== MATERIAL DE ORIGEM

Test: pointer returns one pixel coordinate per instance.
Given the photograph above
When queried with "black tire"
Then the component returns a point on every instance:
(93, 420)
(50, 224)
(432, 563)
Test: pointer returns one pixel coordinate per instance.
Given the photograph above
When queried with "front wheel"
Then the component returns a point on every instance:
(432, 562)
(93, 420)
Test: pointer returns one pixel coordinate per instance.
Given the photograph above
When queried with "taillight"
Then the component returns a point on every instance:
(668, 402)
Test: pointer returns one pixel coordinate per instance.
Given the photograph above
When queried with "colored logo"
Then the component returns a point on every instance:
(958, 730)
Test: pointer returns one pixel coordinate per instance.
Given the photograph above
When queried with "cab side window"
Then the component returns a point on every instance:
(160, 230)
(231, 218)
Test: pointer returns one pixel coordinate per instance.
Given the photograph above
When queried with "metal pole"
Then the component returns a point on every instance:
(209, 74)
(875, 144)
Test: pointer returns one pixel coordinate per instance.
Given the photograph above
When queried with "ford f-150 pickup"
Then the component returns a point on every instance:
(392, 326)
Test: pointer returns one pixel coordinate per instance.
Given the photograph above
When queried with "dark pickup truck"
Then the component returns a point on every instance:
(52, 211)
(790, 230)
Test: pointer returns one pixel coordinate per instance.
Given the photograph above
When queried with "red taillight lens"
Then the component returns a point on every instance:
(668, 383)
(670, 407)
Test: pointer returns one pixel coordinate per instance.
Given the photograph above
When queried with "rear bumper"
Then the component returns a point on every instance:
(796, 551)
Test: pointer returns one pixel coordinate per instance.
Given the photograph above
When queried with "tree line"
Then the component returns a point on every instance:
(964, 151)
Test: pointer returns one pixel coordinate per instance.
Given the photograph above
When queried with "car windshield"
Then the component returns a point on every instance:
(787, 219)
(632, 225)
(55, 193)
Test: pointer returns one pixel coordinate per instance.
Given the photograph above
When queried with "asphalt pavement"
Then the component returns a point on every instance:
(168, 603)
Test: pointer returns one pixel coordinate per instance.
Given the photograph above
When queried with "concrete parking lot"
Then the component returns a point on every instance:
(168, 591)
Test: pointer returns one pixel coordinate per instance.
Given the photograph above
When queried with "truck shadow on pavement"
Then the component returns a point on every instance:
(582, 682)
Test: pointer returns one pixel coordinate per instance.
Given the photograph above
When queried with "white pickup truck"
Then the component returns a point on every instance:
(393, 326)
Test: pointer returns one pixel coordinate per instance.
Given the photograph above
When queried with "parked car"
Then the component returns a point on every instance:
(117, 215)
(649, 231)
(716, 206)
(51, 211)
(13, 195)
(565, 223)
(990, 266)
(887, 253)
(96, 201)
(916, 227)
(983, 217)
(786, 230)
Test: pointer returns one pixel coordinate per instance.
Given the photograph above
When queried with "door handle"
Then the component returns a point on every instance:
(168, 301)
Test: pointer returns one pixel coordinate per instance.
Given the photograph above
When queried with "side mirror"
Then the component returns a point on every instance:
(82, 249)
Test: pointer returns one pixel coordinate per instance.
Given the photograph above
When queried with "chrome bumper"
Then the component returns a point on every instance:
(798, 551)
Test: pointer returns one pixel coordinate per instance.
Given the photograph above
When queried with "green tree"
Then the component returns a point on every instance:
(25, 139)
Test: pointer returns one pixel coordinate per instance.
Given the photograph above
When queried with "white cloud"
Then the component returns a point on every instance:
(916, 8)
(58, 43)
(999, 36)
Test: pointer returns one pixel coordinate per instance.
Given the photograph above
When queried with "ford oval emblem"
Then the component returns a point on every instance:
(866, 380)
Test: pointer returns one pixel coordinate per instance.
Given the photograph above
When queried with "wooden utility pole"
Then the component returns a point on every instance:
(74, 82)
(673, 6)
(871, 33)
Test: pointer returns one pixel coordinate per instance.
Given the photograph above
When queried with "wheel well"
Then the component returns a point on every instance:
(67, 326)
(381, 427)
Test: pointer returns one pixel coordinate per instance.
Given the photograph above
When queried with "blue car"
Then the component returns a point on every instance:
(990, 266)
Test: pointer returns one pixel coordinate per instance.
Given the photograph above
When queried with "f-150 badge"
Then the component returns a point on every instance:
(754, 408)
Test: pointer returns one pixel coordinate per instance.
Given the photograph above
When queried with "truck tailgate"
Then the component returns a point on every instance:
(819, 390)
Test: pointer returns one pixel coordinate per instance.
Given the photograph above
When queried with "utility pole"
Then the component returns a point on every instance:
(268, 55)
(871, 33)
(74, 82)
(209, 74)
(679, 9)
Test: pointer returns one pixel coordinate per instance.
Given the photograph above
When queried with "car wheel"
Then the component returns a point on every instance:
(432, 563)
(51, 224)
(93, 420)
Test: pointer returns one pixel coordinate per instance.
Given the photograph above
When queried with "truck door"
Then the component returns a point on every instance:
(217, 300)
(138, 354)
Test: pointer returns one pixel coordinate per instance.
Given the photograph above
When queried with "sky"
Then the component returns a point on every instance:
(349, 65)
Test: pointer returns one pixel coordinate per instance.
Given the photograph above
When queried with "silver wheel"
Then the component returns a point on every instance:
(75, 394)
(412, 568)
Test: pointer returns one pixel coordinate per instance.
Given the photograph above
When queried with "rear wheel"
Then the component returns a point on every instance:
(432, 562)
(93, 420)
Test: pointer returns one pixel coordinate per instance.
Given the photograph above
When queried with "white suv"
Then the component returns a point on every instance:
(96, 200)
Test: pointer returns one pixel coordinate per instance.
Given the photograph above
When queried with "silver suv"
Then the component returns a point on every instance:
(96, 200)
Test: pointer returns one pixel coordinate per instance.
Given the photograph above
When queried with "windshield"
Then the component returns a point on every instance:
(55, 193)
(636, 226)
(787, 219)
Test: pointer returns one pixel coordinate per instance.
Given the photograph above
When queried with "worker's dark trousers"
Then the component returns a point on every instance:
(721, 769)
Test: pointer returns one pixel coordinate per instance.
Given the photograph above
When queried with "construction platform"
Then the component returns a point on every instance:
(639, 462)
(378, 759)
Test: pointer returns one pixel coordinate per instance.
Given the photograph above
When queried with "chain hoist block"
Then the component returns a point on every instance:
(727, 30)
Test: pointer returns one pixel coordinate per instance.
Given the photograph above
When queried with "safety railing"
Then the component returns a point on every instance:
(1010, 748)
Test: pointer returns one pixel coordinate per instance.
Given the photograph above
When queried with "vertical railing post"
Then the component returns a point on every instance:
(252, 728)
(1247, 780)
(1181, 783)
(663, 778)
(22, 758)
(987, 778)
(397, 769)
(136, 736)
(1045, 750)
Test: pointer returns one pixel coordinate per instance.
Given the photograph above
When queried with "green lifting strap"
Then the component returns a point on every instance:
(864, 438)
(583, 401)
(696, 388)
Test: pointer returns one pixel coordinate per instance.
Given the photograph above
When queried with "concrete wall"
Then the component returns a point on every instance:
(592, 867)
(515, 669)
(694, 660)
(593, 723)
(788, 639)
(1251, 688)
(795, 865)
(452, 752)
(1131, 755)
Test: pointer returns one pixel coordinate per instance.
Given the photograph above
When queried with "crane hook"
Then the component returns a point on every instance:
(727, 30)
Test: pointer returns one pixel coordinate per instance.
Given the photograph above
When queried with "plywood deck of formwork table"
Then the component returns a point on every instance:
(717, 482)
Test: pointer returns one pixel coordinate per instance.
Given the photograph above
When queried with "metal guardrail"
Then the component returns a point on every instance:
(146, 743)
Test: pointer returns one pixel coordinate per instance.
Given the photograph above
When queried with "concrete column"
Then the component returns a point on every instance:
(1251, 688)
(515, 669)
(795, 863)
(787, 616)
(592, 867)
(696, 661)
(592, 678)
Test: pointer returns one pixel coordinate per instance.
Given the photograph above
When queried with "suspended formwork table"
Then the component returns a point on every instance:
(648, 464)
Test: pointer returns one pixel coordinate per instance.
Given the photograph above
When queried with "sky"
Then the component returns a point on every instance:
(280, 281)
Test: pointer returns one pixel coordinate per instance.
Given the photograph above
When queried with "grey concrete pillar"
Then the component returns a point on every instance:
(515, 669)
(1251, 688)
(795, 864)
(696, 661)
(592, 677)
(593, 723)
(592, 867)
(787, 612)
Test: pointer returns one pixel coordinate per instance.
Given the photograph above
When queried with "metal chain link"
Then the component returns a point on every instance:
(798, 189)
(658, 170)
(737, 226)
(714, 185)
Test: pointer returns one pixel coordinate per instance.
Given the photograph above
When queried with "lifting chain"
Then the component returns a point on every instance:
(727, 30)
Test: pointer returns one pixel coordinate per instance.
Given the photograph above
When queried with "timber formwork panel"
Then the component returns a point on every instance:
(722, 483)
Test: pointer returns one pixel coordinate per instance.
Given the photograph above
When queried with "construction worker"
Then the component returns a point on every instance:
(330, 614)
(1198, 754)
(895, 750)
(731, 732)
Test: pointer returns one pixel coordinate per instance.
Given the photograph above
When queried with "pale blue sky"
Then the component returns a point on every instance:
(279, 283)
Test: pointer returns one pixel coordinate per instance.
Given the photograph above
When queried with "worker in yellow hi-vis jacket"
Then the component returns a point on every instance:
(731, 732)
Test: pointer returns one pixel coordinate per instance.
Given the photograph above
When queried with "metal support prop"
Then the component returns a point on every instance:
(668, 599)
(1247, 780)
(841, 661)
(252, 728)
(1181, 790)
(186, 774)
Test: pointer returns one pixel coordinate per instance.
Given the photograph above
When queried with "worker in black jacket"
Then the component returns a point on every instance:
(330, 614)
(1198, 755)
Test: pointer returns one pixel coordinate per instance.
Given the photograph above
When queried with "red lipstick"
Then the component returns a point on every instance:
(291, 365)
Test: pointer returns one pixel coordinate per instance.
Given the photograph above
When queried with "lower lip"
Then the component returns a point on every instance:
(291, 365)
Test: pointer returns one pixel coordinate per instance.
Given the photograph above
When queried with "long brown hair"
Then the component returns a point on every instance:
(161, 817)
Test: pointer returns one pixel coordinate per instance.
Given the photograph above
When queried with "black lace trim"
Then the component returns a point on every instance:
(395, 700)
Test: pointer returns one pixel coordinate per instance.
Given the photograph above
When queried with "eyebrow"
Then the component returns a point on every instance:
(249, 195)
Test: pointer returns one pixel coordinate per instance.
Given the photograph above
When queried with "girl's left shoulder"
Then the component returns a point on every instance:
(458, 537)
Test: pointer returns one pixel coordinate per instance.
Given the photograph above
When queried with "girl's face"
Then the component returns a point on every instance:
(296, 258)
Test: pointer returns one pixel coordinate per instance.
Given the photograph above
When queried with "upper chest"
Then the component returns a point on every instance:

====

- INSTRUÇÃO -
Extraia dos registros acima todas as linhas em que aparece a palavra "blue" e copie-as como estão.

- RESULTADO DA TAREFA -
When queried with "blue car"
When queried with "pale blue sky"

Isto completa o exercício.